Copy every one of the records below word for word, but leave out the pictures.
********************
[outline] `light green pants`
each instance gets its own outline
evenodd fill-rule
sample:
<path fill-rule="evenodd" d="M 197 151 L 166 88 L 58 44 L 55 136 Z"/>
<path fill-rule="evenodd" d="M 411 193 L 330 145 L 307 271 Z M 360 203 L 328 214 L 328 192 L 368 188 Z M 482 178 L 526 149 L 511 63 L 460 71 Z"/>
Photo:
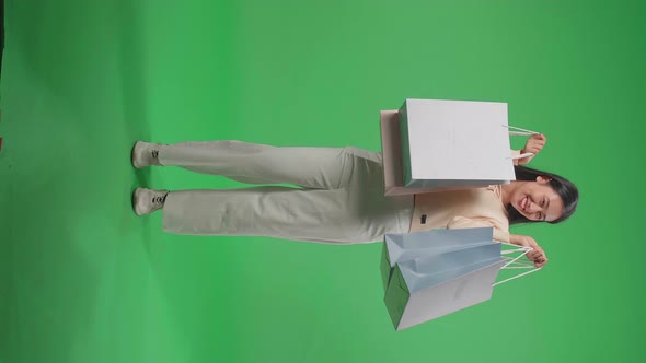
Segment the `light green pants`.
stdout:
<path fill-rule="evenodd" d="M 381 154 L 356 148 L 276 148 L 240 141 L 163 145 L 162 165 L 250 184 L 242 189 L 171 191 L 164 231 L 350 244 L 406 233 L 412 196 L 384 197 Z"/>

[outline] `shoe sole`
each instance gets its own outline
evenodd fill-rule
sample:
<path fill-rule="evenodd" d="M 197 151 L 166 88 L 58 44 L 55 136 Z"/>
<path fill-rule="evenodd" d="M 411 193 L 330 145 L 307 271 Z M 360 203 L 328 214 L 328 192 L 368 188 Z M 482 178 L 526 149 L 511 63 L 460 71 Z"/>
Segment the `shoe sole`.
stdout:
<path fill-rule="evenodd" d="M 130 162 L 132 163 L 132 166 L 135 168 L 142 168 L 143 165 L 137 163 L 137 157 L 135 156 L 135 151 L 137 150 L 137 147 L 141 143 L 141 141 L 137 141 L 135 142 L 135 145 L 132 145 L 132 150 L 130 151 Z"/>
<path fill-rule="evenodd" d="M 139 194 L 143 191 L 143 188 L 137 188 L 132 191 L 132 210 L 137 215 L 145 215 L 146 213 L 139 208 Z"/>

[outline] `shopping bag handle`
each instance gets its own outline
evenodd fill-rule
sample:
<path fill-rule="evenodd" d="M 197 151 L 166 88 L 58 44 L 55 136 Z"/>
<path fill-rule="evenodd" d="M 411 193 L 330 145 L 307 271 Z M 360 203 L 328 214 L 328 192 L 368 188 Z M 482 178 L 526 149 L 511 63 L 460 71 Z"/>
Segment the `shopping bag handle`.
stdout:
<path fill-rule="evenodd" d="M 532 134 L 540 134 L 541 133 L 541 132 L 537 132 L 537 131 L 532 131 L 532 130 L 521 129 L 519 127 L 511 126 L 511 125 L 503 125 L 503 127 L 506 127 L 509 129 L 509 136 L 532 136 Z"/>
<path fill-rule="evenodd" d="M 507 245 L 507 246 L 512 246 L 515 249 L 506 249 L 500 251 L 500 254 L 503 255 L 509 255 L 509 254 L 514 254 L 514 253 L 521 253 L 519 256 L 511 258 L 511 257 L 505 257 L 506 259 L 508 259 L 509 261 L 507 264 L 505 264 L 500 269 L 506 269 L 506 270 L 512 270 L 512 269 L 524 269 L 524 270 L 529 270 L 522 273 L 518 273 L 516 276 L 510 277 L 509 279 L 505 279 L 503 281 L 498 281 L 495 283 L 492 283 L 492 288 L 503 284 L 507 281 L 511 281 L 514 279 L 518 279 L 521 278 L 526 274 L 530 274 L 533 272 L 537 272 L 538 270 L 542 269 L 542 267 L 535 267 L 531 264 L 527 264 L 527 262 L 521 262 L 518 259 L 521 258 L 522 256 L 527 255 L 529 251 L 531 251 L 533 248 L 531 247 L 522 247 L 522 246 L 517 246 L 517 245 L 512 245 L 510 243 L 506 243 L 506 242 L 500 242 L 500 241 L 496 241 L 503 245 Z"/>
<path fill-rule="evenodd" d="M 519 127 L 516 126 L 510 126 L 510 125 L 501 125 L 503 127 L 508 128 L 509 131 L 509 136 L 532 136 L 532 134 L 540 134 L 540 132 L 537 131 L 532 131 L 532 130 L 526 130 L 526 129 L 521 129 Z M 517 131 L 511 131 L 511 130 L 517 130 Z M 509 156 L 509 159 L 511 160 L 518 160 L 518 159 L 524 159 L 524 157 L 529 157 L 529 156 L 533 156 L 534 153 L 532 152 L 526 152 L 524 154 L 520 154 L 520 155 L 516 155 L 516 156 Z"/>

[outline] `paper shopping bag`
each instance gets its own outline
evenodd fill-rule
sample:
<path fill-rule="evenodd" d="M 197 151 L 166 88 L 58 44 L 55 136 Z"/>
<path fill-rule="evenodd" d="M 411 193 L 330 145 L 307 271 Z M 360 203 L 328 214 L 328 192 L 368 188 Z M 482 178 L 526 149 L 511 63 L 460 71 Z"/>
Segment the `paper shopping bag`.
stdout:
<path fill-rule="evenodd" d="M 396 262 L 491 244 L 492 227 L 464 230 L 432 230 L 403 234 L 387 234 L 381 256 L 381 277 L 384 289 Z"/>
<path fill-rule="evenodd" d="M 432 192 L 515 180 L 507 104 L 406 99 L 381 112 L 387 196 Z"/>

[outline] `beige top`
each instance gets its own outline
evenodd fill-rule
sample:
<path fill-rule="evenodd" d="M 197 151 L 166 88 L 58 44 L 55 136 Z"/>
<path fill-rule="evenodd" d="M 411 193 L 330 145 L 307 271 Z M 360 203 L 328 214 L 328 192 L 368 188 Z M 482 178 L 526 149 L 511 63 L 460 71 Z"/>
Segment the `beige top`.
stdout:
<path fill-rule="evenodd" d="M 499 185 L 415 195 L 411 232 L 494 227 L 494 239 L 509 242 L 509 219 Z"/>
********************
■ Solution for this task
[outline] `light green pants`
each instance gets its own outline
evenodd fill-rule
sample:
<path fill-rule="evenodd" d="M 197 151 L 166 88 L 58 44 L 55 136 Z"/>
<path fill-rule="evenodd" d="M 411 193 L 330 145 L 307 271 Z M 360 203 L 328 214 L 328 192 L 368 188 Z M 482 178 L 526 149 L 511 63 L 460 71 Z"/>
Photo:
Segment the `light green pants`.
stdout:
<path fill-rule="evenodd" d="M 381 154 L 356 148 L 276 148 L 240 141 L 163 145 L 162 165 L 250 184 L 242 189 L 171 191 L 164 231 L 350 244 L 406 233 L 412 196 L 384 197 Z"/>

[outline] `shoe sole`
each instance gets its own outline
evenodd fill-rule
sample:
<path fill-rule="evenodd" d="M 197 151 L 166 88 L 58 44 L 55 136 Z"/>
<path fill-rule="evenodd" d="M 411 193 L 330 145 L 307 271 Z M 360 203 L 328 214 L 328 192 L 368 188 Z M 482 178 L 526 149 L 511 63 L 460 71 Z"/>
Segment the `shoe sole`.
stdout:
<path fill-rule="evenodd" d="M 130 162 L 132 163 L 132 166 L 135 168 L 142 168 L 143 165 L 137 163 L 137 157 L 135 156 L 135 151 L 137 150 L 137 147 L 141 143 L 141 141 L 137 141 L 135 142 L 135 145 L 132 145 L 132 150 L 130 151 Z"/>
<path fill-rule="evenodd" d="M 139 194 L 143 191 L 143 188 L 137 188 L 132 191 L 132 210 L 137 215 L 145 215 L 146 213 L 139 208 Z"/>

[outline] `shopping bag handle`
each instance gets its own outline
evenodd fill-rule
sample:
<path fill-rule="evenodd" d="M 197 151 L 166 88 L 58 44 L 55 136 Z"/>
<path fill-rule="evenodd" d="M 411 193 L 330 145 L 307 271 Z M 360 203 L 328 214 L 328 192 L 368 188 Z M 482 178 L 526 149 L 511 63 L 460 71 Z"/>
Segment the `shopping bag handle`.
stdout:
<path fill-rule="evenodd" d="M 532 134 L 540 134 L 541 133 L 541 132 L 537 132 L 537 131 L 532 131 L 532 130 L 521 129 L 519 127 L 511 126 L 511 125 L 503 125 L 503 127 L 506 127 L 509 129 L 509 136 L 532 136 Z"/>
<path fill-rule="evenodd" d="M 507 245 L 507 246 L 512 246 L 515 249 L 506 249 L 500 251 L 500 254 L 503 255 L 509 255 L 509 254 L 514 254 L 514 253 L 521 253 L 519 256 L 511 258 L 511 257 L 505 257 L 506 259 L 508 259 L 509 261 L 507 264 L 505 264 L 500 269 L 506 269 L 506 270 L 512 270 L 512 269 L 524 269 L 524 270 L 529 270 L 522 273 L 518 273 L 516 276 L 510 277 L 509 279 L 505 279 L 503 281 L 498 281 L 495 283 L 492 283 L 492 288 L 503 284 L 507 281 L 511 281 L 514 279 L 518 279 L 521 278 L 526 274 L 530 274 L 533 272 L 537 272 L 538 270 L 542 269 L 542 267 L 535 267 L 531 264 L 527 264 L 527 262 L 521 262 L 518 259 L 521 258 L 522 256 L 527 255 L 529 251 L 531 251 L 533 248 L 531 247 L 522 247 L 522 246 L 517 246 L 517 245 L 512 245 L 510 243 L 506 243 L 506 242 L 500 242 L 500 241 L 496 241 L 503 245 Z"/>
<path fill-rule="evenodd" d="M 519 127 L 516 126 L 510 126 L 510 125 L 501 125 L 503 127 L 508 128 L 509 131 L 509 136 L 532 136 L 532 134 L 540 134 L 540 132 L 537 131 L 532 131 L 532 130 L 526 130 L 526 129 L 521 129 Z M 517 131 L 511 131 L 511 130 L 517 130 Z M 509 156 L 509 159 L 511 160 L 518 160 L 518 159 L 524 159 L 524 157 L 529 157 L 529 156 L 533 156 L 534 153 L 532 152 L 526 152 L 524 154 L 520 154 L 520 155 L 516 155 L 516 156 Z"/>

[outline] `paper shopping bag`
each instance gets its own outline
evenodd fill-rule
sample:
<path fill-rule="evenodd" d="M 197 151 L 166 88 L 58 44 L 55 136 Z"/>
<path fill-rule="evenodd" d="M 411 193 L 330 145 L 307 271 Z M 360 203 L 328 214 L 328 192 L 368 188 Z M 482 178 L 526 149 L 511 63 L 460 71 Z"/>
Segment the `paper shopping bag`.
stdout:
<path fill-rule="evenodd" d="M 396 262 L 491 244 L 492 227 L 464 230 L 432 230 L 403 234 L 387 234 L 381 256 L 381 277 L 384 289 Z"/>
<path fill-rule="evenodd" d="M 432 192 L 515 180 L 507 104 L 406 99 L 381 112 L 387 196 Z"/>

[outline] `beige top`
each instance gets its own outline
evenodd fill-rule
sample:
<path fill-rule="evenodd" d="M 197 151 L 166 88 L 58 44 L 55 136 Z"/>
<path fill-rule="evenodd" d="M 411 193 L 330 145 L 307 271 Z M 360 203 L 328 214 L 328 192 L 368 188 Z M 482 178 L 526 149 L 511 63 L 460 71 Z"/>
Segment the `beige top`.
stdout:
<path fill-rule="evenodd" d="M 499 185 L 415 195 L 411 232 L 494 227 L 494 239 L 509 242 L 509 219 Z"/>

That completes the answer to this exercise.